**OBJECTIVE:**
Print verbatim every line starting at the one that contains "Would you kindly pick out the dark" and ending at the final line of the records; include both endpoints.

───── RECORDS FOR THIS TASK ─────

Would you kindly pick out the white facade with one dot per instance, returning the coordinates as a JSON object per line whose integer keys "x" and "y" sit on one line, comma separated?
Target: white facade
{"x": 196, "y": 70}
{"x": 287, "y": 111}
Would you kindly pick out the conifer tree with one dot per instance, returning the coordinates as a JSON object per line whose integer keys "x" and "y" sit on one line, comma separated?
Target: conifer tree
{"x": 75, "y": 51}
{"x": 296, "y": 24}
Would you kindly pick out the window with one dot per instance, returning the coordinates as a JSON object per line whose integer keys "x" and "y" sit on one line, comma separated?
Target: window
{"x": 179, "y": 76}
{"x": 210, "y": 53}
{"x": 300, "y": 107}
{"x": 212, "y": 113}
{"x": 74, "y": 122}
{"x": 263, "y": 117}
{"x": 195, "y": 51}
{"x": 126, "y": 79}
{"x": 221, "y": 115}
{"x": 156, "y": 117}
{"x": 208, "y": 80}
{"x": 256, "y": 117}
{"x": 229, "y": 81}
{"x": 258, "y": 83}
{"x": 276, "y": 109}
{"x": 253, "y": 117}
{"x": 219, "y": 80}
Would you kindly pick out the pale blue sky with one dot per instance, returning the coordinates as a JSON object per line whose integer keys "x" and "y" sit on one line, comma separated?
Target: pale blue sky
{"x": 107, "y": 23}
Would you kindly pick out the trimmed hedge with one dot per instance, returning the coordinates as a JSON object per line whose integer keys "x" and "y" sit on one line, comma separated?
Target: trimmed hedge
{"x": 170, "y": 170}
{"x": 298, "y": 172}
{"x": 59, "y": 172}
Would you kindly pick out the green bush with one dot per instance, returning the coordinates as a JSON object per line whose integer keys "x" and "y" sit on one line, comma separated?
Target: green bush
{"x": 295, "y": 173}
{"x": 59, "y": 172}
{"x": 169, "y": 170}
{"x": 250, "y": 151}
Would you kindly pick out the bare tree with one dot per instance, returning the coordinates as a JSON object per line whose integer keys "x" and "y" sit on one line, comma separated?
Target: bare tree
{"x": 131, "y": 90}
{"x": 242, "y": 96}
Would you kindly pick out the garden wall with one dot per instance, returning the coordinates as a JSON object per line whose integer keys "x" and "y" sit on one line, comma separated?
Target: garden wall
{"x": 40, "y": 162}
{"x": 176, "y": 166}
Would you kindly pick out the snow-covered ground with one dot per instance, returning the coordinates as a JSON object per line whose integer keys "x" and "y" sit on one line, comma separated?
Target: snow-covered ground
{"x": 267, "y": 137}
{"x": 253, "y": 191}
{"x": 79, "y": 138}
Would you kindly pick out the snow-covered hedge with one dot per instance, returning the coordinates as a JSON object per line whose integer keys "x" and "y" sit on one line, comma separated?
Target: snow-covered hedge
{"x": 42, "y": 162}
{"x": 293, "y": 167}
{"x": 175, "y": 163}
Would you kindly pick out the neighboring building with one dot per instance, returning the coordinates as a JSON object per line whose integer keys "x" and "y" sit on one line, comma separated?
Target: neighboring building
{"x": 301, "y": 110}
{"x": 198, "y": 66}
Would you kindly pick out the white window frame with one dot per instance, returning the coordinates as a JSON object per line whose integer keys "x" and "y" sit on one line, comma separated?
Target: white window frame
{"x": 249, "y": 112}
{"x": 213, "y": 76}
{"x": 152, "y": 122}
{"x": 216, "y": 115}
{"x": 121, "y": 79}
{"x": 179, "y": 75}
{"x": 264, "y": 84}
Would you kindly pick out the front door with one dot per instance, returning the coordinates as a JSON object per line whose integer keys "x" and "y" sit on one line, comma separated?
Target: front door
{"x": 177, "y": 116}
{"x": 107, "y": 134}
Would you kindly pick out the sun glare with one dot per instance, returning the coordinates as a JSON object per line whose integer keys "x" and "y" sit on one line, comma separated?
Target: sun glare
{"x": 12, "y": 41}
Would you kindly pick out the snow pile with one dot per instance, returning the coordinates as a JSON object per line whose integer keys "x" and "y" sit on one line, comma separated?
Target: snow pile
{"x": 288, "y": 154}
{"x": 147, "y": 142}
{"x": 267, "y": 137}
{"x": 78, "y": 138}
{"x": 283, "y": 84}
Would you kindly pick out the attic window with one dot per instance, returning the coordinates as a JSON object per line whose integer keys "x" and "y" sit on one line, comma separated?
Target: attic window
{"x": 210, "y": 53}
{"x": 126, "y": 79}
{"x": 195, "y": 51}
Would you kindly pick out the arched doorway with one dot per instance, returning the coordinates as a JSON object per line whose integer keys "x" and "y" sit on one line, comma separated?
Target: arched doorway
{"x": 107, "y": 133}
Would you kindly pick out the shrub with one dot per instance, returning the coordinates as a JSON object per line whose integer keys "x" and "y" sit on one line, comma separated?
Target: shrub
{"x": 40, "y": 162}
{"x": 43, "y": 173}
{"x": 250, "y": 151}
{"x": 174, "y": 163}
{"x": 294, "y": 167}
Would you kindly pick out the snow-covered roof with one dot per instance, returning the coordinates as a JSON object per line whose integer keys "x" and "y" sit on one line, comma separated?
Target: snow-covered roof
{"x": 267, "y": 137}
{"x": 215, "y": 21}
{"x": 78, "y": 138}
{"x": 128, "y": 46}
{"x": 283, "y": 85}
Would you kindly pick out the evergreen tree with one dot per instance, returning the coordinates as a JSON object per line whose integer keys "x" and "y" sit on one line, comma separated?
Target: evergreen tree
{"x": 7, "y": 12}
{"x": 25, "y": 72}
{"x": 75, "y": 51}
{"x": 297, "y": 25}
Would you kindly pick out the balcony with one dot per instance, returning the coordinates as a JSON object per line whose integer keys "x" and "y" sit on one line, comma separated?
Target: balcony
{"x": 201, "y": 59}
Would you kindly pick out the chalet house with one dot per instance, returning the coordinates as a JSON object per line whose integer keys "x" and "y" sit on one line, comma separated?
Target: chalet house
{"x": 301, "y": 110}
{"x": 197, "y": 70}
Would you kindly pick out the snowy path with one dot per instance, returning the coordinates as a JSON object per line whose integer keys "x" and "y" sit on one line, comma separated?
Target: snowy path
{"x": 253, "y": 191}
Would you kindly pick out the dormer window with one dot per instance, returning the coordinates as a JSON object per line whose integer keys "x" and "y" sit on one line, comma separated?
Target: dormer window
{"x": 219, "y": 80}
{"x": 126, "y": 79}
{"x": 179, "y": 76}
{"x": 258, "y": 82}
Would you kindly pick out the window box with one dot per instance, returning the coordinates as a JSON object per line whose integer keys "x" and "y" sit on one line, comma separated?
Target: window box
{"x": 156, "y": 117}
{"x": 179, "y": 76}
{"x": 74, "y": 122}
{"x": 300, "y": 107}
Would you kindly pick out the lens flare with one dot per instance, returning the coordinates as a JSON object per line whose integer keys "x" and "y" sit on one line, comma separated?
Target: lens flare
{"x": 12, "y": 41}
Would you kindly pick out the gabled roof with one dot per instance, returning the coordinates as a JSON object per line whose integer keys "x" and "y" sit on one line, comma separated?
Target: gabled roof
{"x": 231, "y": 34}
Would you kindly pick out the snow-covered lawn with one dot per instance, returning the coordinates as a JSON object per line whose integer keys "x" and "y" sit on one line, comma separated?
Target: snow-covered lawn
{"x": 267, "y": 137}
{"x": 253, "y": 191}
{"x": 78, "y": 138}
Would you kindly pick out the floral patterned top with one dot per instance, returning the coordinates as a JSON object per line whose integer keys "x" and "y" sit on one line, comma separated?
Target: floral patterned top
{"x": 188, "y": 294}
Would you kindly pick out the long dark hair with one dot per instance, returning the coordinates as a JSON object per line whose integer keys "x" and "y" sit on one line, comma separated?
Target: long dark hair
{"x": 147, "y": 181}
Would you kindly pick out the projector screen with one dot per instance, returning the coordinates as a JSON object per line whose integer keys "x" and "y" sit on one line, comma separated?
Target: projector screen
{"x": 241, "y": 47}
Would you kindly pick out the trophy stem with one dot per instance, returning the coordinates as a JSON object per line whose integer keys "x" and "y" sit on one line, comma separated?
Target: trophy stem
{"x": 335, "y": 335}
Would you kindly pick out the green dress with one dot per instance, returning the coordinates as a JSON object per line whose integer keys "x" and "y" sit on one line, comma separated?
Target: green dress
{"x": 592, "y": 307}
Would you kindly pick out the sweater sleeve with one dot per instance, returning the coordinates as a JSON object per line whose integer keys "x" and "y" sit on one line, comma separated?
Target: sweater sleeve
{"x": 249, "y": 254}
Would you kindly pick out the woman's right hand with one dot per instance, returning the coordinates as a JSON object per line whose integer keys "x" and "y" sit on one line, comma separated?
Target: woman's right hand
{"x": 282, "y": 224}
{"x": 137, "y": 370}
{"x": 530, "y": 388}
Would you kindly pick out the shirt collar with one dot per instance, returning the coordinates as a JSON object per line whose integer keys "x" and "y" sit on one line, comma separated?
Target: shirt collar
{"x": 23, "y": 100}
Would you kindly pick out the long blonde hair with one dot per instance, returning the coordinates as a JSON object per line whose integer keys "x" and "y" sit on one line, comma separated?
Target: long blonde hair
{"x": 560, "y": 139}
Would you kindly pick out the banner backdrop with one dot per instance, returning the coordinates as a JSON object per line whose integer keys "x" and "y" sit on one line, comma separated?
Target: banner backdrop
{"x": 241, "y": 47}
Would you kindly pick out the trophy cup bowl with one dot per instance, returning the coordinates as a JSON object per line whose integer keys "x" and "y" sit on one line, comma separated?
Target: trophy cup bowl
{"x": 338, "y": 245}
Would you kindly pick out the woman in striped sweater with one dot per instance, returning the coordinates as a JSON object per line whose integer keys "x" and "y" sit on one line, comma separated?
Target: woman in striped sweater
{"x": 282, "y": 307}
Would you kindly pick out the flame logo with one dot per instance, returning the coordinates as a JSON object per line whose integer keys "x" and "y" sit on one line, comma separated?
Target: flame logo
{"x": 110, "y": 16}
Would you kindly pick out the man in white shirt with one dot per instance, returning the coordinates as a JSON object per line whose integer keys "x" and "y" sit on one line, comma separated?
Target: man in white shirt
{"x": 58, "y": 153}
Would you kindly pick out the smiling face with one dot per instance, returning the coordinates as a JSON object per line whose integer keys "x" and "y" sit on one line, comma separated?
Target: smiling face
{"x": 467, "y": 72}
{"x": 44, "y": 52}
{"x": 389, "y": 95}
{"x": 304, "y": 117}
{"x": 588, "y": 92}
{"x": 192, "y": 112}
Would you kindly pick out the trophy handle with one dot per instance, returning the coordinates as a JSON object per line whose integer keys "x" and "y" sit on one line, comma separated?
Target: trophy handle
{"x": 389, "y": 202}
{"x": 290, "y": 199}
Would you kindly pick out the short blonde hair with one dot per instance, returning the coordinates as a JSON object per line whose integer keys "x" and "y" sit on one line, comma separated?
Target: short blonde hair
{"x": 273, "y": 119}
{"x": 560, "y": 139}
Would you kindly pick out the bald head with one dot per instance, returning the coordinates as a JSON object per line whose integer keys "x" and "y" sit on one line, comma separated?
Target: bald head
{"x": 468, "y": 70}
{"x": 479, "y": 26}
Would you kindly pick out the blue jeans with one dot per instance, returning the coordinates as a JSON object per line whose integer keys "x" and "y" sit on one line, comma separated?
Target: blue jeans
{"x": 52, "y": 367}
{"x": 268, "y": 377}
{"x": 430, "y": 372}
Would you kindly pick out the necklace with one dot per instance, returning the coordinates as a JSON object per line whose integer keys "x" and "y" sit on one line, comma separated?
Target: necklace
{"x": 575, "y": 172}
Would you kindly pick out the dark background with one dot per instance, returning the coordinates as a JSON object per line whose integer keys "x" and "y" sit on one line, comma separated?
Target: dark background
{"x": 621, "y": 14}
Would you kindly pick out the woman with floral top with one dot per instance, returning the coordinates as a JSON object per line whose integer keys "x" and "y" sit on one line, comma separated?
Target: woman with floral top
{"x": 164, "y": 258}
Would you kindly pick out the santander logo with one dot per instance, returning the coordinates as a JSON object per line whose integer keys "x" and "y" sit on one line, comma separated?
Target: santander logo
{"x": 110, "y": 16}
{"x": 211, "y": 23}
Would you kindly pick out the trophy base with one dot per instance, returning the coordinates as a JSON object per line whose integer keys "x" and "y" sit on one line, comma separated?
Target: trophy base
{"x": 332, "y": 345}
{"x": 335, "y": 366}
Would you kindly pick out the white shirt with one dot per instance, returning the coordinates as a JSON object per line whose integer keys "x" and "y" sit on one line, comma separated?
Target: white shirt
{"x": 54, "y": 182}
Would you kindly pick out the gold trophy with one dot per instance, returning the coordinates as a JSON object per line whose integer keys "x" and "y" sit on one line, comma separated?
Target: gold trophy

─────

**TASK SOLUTION:**
Would you kindly pick out the dark background with one dot per instance, returning the coordinates as a JSON object per line whose integer keys "x" and "y" sit on one line, comma separated?
Target: dark background
{"x": 621, "y": 14}
Would you kindly pick out the woman with floral top with one dot per instance, returning the coordinates as a JSON object per line whose integer keys "x" and "y" sit on one line, comma separated?
Target: woman with floral top
{"x": 164, "y": 258}
Would you kindly pick out the santander logo with one dot per instance, returning the coordinates as a JSON object per line whose integer keys "x" and "y" sit on one line, comma separated?
Target: santander logo
{"x": 110, "y": 16}
{"x": 211, "y": 23}
Would you kindly pick out the trophy base with one dot per instance, returning the coordinates as a JSON object per line whose integer keys "x" and "y" sit on one line, comma separated?
Target: trophy base
{"x": 332, "y": 345}
{"x": 335, "y": 366}
Would you kindly pick out the white shirt with one dot per instance, returning the coordinates as a JSON object per line whose integer keys "x" and "y" sit on one line, comma separated?
Target: white shirt
{"x": 54, "y": 182}
Would you kindly pick out the gold trophy with one dot per instance, returning the coordinates as a JSON object per line whose integer keys "x" and "y" sit on one line, comma separated?
Target: gold trophy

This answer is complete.